---------- PROVIDED PASSAGE
Junior Ganymede
We endeavor to give satisfaction

The Virtue With No Name, Or the Best Mormon Essay You’ll Read this Month

September 09th, 2014 by G.

No, not this essay, goose. Another essay. Which will be revealed to you later.


Each vice is a virtue corrupted. That is a commonplace among Christians. And among devils too, if C.S. Lewis is any guide:

Everything has to be twisted before it is any use to us. We fight under cruel disadvantages. Nothing is naturally on our side!

-thus Screwtape.

The Devil is God’s ape.

-thus Martin Luther. He means “ape” in the sense of one who apes, i.e., imitates badly.

That means every virtue has its opposite vices, but also its distorting vices. The opposite vices contradict the virtue, while the distorting vices parody it. So love is the opposite of fear; but fear itself is a distortion of the virtue of prudence; while distorted love can become lust, avarice aka the love of money, jealousy, coveting, or possessiveness.

Want new insights into the gospel? Figure out what virtue a vice corresponds to. Undistorting vices is a powerful intellectual tool.
--------------------
---------- RECORDED INFORMATION
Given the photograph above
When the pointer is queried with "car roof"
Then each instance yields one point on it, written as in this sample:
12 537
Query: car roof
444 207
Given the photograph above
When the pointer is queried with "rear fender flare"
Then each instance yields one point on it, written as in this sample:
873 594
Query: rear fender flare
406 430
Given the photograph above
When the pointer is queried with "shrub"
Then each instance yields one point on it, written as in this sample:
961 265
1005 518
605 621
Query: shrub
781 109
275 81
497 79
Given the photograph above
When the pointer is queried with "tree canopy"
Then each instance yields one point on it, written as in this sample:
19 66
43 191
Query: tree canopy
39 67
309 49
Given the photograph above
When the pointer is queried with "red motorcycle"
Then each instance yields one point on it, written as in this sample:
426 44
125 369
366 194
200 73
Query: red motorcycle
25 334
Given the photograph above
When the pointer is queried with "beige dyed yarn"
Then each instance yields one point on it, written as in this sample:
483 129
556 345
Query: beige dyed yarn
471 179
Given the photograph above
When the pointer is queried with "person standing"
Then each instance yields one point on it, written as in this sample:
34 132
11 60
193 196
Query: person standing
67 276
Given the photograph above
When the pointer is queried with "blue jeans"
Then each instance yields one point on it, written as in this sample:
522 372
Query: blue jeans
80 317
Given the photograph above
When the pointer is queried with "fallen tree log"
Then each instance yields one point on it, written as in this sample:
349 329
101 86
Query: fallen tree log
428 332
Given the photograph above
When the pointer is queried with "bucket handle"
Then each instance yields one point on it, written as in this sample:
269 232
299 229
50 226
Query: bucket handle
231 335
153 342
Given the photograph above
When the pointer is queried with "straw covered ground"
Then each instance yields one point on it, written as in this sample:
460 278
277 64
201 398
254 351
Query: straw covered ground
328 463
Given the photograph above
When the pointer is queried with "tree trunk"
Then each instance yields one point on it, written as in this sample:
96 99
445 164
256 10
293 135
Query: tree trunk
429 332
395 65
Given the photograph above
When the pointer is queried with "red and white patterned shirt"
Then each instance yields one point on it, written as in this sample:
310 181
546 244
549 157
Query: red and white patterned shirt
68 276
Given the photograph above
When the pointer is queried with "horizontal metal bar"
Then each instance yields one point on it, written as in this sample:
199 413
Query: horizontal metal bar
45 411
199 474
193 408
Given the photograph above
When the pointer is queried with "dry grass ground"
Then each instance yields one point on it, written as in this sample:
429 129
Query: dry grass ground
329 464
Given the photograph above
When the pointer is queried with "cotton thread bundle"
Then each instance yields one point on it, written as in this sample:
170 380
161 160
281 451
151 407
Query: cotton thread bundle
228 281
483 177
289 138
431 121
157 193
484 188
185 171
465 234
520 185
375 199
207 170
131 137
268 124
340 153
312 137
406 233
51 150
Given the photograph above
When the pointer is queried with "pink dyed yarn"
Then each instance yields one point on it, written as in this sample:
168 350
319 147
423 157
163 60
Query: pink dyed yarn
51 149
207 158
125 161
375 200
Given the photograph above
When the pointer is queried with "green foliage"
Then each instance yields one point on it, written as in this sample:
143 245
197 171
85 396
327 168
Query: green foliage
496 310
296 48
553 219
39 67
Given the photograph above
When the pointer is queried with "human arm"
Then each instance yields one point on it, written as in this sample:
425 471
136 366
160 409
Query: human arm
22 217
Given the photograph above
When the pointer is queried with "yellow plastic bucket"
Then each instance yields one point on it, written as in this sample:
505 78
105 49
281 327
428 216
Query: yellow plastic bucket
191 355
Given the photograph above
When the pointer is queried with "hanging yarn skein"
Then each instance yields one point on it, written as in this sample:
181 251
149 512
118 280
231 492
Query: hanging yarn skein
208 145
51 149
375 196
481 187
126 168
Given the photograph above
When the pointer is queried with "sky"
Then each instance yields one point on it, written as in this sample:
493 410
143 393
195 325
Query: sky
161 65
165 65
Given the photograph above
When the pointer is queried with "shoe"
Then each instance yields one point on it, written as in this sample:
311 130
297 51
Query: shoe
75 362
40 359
--------------------
- _INSTRUCTION 1_:
Answer these questions about the essay on virtues and vices:
(a) Who posted the essay, and on what date?
(b) In the quoted line, what does Martin Luther call God's ape?
(c) Fear is described as a distortion of which virtue?
- _INSTRUCTION 2_:
List every vice the essay on virtues and vices names as something distorted love can become.
These rows were drawn from a separate source and have no connection to the essay.

- _EXPECTED ANSWER 1_:
(a) G. posted it on September 09th, 2014.
(b) The Devil.
(c) Prudence.

- _EXPECTED ANSWER 2_:
- Lust
- Avarice (the love of money)
- Jealousy
- Coveting
- Possessiveness